> _Required work_:
A – In the glioma figure captions below, what is named as the genetic hallmark of anaplastic oligodendrogliomas?
B – Write out everything in the glioma figure captions below from "Oligoastrocytomas. (a) Oligoastrocytoma" down to "with scattered mitoses.", word for word.

> _Passage provided_:
* * *
Oligoastrocytomas. (a) Oligoastrocytoma World Health Organization (WHO) grade II showing a moderately cellular glioma composed of an oligodendroglial (left aspect) and an astrocytic component (right aspect) with calcification. (b) Oligoastrocytoma WHO grade III showing densely packed diffuse oligodendroglial and astrocytic cells with scattered mitoses.

Figure 3

Molecular pathogenesis of adult astrocytic and oligodendroglial neoplasms. The illustration shows the progression of low-grade astrocytomas and oligodendrogliomas to higher grade with sequential accumulation of genetic alterations and impact on the biological properties of these tumours. Genetic alterations seen in lower grade tumours are retained on progression. Anaplastic oligodendrogliomas may arise through progression or de novo, but irrespective of route have similar clinical behaviour and molecular genetic characteristics with 1p/19q loss as their genetic hallmark. Glioblastomas arise de novo or progress from lower grade astrocytomas. Although indistinguishable clinically, they may be separated by their spectrum of genetic alterations, but these genetic alterations are not mutually exclusive to either lineage. The most common genetic alterations used to distinguish molecular subtypes of glioma are shown in red. AII, astrocytoma WHO grade II; AIII, astrocytoma WHO grade III; amp, amplification; del, deletion; GBM, glioblastoma WHO grade IV; meth, methylation; mut, mutation; OII, oligodendroglioma WHO grade II; OIII, oligodendroglioma WHO grade III. OE, overexpression.
* * *
> _Extracted material_:
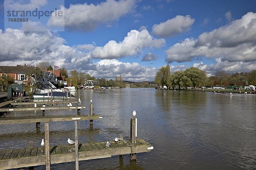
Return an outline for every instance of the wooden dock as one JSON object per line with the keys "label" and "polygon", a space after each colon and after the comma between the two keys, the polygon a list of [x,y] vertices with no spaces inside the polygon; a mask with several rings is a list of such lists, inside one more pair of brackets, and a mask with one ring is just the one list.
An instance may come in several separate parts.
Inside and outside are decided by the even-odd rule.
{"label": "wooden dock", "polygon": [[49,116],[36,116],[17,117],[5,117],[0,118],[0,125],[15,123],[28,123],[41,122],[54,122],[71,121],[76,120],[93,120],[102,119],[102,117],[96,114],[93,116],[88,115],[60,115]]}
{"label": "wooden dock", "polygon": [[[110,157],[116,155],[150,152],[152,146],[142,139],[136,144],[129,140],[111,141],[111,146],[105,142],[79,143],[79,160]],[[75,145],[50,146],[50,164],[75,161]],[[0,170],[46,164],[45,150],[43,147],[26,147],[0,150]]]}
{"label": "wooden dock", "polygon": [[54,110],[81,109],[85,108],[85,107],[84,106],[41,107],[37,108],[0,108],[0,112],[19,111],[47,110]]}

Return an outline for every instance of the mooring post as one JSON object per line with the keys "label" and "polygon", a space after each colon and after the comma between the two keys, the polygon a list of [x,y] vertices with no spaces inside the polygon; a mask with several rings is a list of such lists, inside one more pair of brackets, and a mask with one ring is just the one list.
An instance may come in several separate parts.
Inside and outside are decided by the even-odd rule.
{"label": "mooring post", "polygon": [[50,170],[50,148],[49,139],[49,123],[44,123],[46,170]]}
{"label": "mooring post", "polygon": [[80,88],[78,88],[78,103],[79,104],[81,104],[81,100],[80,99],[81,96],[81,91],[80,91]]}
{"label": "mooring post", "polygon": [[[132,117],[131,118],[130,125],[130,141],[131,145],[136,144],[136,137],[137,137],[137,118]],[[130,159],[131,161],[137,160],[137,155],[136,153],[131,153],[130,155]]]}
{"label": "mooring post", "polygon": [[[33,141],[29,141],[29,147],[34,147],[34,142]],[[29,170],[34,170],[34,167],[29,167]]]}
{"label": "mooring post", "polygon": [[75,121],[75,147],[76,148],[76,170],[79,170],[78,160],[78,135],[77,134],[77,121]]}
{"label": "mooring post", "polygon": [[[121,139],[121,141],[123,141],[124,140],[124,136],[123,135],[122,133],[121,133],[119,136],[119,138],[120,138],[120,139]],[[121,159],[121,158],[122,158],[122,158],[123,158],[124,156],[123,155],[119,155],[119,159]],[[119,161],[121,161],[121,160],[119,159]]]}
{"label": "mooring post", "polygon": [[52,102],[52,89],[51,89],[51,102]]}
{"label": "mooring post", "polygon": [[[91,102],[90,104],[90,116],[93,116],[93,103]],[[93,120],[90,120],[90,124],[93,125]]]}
* * *
> _Task solutions_:
A – 1p/19q loss

B –
Oligoastrocytomas. (a) Oligoastrocytoma World Health Organization (WHO) grade II showing a moderately cellular glioma composed of an oligodendroglial (left aspect) and an astrocytic component (right aspect) with calcification. (b) Oligoastrocytoma WHO grade III showing densely packed diffuse oligodendroglial and astrocytic cells with scattered mitoses.